Dataset rows on where objects appear:
-- Start --

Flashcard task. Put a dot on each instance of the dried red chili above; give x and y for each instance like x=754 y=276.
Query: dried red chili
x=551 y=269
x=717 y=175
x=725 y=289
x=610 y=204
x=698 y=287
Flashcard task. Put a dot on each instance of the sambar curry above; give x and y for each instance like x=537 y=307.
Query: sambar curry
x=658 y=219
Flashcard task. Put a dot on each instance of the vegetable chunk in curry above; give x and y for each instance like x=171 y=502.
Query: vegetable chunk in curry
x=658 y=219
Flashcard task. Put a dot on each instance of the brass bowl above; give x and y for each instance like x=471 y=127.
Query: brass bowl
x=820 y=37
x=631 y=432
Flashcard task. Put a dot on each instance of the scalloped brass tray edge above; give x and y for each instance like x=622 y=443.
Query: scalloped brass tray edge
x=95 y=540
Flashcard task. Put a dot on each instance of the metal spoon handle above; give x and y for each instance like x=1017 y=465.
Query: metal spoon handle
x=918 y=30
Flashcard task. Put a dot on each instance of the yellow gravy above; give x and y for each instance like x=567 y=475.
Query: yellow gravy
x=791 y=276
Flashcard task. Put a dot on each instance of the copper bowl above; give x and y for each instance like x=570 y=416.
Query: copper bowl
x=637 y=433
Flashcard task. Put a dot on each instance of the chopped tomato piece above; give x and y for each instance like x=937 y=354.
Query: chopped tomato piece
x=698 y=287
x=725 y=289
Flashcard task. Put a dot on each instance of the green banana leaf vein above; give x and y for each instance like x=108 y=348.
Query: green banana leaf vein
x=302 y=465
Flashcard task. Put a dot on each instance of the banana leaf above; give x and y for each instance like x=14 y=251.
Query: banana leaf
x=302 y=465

-- End --
-- Start --

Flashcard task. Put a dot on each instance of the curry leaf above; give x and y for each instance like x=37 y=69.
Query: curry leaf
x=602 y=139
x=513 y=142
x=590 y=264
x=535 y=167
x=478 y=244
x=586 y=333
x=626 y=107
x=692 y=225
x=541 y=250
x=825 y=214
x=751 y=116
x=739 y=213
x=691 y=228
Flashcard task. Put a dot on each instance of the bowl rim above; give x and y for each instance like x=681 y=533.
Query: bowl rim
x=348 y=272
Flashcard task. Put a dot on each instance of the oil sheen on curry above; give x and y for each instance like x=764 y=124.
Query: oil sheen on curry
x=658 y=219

-- End --

AIM -
Copy out the items above verbatim, from the line with "Flashcard task. Put a dot on each instance of the metal" up to and including the line with "x=637 y=433".

OUTPUT -
Flashcard task. Put a dot on each instance of the metal spoon handle above; give x and y for each instance like x=1017 y=465.
Query: metal spoon handle
x=918 y=30
Flashcard task. Put a dot on each instance of the yellow gravy above; give x and y for each instance like x=567 y=475.
Query: yellow gravy
x=791 y=276
Flashcard task. Put a dot on each instance of the copper bowl above; give x and y for each instance like x=570 y=416.
Query: copper bowl
x=637 y=433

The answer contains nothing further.